Чем и как объясняется настоящая эпидемия военных переворотов в африканских странах в последнее время?
Чем и как объясняется настоящая эпидемия военных переворотов в африканских странах в последнее время? Есть ли хотя бы одна общая причина, вызвавшая эти перевороты? Что можно сказать об участии любых внешних сил во всех этих событиях? Какое влияние на происходящее оказал явный рост террористических угроз на всем континенте? И почему военная служба – почти единственный “социальный лифт” в большинстве африканских стран?
Вечером 1 февраля попытка военного переворота произошла в Гвинее-Бисау, одном из беднейших государств мира, находящемся в Западной Африке. Президент Гвинеи-Бисау Умаро Сисоку Эмбало заявил, что стрельба в столице страны городе Бисау возле дома правительства длилась несколько часов, есть погибшие. После начала перестрелки остановилась работа аэропорта, банков, госучреждений и коммерческих предприятий отмечает издание Радио Свобода. При этом ни одна из политических сил Гвинеи-Бисау ответственность за случившееся на себя не взяла. Некая пока не установленная группа нападавших, хорошо вооруженная, была в гражданской одежде, но выглядели они и действовали как профессиональные солдаты. Куда они потом разбежались, также пока непонятно.
В целом прошедший год для Африканского континента отметился рекордным количеством государственных переворотов. Чад, Мали, Гвинея, Судан. И уже в январе этого года все продолжилось – военный переворот произошел в Республике Буркина-Фасо, и вот теперь, хотя и неудачный, в Гвинее-Бисау.

• _Набор материалов_
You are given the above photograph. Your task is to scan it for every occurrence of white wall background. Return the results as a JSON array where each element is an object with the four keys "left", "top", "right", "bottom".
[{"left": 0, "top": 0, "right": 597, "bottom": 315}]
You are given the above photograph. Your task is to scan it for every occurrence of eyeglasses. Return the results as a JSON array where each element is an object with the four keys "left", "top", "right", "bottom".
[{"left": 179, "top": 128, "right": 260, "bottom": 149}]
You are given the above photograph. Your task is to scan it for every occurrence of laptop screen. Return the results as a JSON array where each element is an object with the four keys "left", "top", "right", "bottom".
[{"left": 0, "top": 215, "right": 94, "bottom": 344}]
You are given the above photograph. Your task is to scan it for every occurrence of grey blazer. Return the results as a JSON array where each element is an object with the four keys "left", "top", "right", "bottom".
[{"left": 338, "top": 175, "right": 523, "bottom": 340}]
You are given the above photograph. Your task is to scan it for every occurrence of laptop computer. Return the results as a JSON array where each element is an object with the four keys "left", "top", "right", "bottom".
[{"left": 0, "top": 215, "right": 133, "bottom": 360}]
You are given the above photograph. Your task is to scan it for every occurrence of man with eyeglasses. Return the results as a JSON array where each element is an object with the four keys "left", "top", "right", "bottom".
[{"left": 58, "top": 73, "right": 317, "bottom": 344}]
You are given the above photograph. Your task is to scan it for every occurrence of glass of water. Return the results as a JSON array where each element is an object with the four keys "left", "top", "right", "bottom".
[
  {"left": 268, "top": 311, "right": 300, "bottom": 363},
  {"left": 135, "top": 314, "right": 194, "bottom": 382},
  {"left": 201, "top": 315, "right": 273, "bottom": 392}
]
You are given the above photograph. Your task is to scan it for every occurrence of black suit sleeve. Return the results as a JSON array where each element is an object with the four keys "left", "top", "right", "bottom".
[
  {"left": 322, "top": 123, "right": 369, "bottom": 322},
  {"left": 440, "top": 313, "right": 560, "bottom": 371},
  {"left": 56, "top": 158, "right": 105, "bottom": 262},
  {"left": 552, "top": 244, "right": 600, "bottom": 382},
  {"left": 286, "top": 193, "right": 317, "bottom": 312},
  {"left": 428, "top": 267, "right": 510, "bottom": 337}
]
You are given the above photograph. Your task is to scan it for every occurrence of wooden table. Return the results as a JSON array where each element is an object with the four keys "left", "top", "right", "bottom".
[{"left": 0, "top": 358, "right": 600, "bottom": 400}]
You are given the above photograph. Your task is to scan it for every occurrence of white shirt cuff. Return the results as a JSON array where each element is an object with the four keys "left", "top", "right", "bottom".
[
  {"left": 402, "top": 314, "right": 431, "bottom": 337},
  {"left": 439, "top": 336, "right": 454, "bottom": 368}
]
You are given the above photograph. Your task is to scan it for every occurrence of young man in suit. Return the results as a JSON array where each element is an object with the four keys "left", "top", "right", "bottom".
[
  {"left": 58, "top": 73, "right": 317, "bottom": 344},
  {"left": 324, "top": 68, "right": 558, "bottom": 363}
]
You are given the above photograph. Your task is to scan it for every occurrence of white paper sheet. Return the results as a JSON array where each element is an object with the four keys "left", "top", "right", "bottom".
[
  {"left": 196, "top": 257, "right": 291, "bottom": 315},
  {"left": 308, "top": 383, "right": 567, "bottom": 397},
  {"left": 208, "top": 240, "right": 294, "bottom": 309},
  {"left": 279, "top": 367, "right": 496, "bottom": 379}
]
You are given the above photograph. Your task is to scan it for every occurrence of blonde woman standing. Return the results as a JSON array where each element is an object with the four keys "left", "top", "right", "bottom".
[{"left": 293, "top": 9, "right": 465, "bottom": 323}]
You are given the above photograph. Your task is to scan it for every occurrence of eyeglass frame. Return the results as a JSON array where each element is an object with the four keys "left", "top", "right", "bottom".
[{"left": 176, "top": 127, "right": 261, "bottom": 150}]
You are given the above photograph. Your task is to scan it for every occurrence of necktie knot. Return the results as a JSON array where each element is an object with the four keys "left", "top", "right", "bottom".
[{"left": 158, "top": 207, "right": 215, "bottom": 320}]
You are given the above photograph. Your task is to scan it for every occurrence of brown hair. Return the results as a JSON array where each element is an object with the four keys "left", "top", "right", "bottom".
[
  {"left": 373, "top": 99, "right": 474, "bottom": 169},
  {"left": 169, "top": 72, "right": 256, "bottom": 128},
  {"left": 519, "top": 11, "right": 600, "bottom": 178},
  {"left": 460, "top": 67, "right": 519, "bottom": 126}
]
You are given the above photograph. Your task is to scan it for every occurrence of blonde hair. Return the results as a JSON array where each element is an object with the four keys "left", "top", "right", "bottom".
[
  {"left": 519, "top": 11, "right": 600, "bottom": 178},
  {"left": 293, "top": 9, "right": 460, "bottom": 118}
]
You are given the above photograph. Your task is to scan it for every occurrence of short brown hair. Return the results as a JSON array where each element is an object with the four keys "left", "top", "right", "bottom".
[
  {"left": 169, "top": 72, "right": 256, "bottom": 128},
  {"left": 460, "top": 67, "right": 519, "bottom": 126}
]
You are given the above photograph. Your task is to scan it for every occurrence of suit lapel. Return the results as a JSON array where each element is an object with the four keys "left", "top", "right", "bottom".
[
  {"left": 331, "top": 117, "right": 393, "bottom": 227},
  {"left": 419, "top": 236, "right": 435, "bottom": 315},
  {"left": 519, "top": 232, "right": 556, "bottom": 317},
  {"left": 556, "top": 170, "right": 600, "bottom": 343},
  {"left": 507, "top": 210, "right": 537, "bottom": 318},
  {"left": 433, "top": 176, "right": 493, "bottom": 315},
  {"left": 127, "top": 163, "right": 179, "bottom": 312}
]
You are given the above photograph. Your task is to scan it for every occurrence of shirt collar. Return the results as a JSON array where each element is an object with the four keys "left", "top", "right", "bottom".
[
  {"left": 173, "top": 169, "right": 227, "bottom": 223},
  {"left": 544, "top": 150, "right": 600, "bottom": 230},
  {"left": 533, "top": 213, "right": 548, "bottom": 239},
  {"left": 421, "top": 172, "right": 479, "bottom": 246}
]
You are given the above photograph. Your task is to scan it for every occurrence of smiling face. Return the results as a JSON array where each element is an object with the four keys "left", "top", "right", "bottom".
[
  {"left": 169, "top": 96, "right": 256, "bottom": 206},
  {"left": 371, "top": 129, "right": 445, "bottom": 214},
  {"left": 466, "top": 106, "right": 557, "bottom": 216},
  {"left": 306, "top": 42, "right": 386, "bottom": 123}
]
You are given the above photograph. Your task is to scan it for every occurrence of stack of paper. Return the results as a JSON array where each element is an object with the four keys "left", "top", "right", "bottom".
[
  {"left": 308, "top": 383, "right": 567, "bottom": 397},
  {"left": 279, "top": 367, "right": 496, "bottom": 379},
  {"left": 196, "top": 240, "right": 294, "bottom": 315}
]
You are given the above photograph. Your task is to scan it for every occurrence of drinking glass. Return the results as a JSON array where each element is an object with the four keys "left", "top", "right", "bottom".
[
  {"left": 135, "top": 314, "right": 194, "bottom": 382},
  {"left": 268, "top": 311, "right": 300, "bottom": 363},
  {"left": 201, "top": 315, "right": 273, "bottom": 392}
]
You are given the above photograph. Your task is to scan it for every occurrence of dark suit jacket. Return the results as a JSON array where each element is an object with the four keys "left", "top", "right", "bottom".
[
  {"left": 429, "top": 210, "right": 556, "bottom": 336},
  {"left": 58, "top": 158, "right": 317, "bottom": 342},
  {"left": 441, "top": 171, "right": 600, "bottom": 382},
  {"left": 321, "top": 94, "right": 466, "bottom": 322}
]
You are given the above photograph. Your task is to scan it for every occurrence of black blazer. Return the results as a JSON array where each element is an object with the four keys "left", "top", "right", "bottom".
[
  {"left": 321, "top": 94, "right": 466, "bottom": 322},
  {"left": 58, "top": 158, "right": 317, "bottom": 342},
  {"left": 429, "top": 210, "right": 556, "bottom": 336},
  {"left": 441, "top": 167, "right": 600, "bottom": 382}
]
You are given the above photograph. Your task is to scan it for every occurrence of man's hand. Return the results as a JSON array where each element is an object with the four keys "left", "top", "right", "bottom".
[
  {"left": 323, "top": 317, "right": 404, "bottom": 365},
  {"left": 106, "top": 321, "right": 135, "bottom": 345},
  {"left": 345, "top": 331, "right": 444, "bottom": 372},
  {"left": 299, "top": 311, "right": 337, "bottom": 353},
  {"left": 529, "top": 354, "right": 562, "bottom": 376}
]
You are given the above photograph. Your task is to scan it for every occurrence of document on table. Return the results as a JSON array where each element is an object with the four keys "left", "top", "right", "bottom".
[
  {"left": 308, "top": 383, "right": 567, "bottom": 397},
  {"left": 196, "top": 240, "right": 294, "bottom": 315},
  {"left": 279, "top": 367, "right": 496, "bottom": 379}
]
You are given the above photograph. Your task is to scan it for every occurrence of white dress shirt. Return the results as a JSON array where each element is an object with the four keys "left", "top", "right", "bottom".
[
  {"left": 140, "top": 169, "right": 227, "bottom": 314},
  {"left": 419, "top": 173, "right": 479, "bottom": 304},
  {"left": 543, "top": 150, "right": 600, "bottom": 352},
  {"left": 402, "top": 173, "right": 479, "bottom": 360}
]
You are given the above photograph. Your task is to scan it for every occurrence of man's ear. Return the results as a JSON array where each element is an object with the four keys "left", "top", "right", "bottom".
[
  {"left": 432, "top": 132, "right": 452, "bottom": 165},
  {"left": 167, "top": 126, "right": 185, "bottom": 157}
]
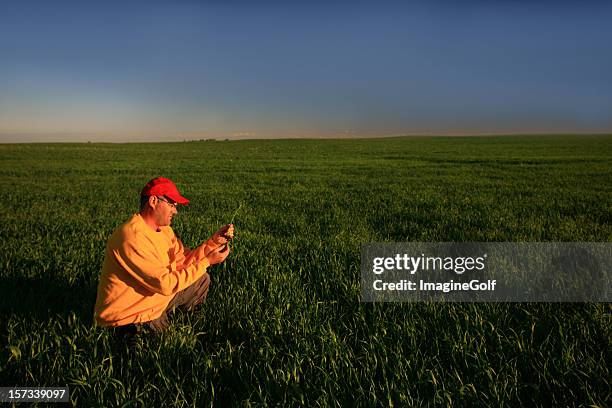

• _Задание 1_
Когда, согласно тексту о военных переворотах в Африке, произошла попытка военного переворота в Гвинее-Бисау?
• _Задание 2_
Продолжите текст о военных переворотах в Африке после его последнего предложения.
Материал существует отдельно от текста о военных переворотах в Африке.

• _Итоговый ответ 1_
Вечером 1 февраля.

• _Итоговый ответ 2_
Казалось бы, в Африке в наши дни, пережившей когда-то в общей сложности более 200 военных переворотов с периода деколонизации в 50–70-е годы 20-го века, приведших к той или иной смене власти (большая часть их десятилетиями приходилась на беднейшую Западную Африку), это явление уже ушло в историю и перестало представлять опасность. Однако, как выяснилось, нет. На днях Генеральный секретарь ООН Антониу Гуттериш прямо констатировал, что в Африке, помимо эпидемии COVID-19, началась и “эпидемия переворотов”.
Так почему сейчас в странах Африки происходит один военный переворот за другим? Об этом Радио Свобода рассказывает живущий в западноафриканском государстве Сенегал военный аналитик, африканист, офицер в отставке Сергей Елединов:
Мои самые разные друзья, из России, США, Европы, долго живущие и работающие в разных странах Африки, часто недоумевают из-за того, почему у власти там десятилетиями находились откровенные идиоты и жулики. Но тут дело не в персоналиях, а в системе, которая лишена адаптивности и саморегулирования. При существующей модели путь во власть открывался лишь изначально принадлежащим к элите популистам и демагогам, которые использовали эту власть исключительно в целях личного обогащения, себя и близкого круга. И политическое долголетие большинства африканских правителей, их нежелание отдать власть, конечно, объяснимы – для них потеря власти почти всегда вскоре означает вынужденную эмиграцию или тюремный срок, а то и смерть.
И чудовищный уровень воровства и коррупции тут объясняется их простецким желанием в короткие сроки создать “подушку безопасности” для последующей жизни в изгнании. Коррупционная африканская псевдоэлита, уже пора употребить такое слово, очень далека от патриотизма или хотя бы чувства меры и ощущения реальности. Это обычно просто вороватые временщики. И при возникновении любой новой угрозы подобный государственный механизм сразу теряет последнюю работоспособность, деградирует, экономическая ситуация становится катастрофической, протесты растут, и власть просто рушится. А военные ее фактически лишь подхватывают.
– Вы сами давно живете в Африке, у вас богатый опыт наблюдения за тамошней жизнью, есть много знакомых среди военных разных государств. За все это время явно накопилось много личных историй, свидетельств и признаний?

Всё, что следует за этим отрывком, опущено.